─── Given data
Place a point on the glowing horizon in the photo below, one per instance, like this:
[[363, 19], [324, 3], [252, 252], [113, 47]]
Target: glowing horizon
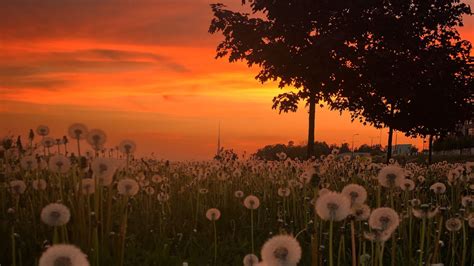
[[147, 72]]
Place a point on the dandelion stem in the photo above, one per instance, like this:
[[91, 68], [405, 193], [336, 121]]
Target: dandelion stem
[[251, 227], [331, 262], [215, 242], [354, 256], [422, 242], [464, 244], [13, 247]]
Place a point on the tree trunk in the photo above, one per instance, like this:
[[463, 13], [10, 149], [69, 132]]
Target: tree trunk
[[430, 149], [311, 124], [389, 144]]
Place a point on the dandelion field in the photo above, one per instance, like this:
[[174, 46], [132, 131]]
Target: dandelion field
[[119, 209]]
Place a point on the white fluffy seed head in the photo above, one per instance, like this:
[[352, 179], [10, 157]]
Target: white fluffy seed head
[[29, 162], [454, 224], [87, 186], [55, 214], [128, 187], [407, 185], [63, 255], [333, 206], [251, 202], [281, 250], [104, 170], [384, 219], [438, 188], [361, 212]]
──────
─── Given data
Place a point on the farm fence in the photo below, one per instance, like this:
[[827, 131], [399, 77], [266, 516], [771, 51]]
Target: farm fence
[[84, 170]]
──────
= Instructions for the task =
Which lines in the material contain the word "this"? Pull each of them out.

= Expected answer =
Place a point on the glowing horizon in the photo below, one per instance, like this:
Place a point on the dandelion stem in the photo above, one per instance, like this:
Place a point on the tree trunk in the photo above, one per instance, like this:
Place a point on the dandelion field in the photo above, one per instance, like this:
Place a point on the white fluffy seed head in the photo above, one per instance, like this:
Place a point on the farm fence in the photo below, one per instance, like this:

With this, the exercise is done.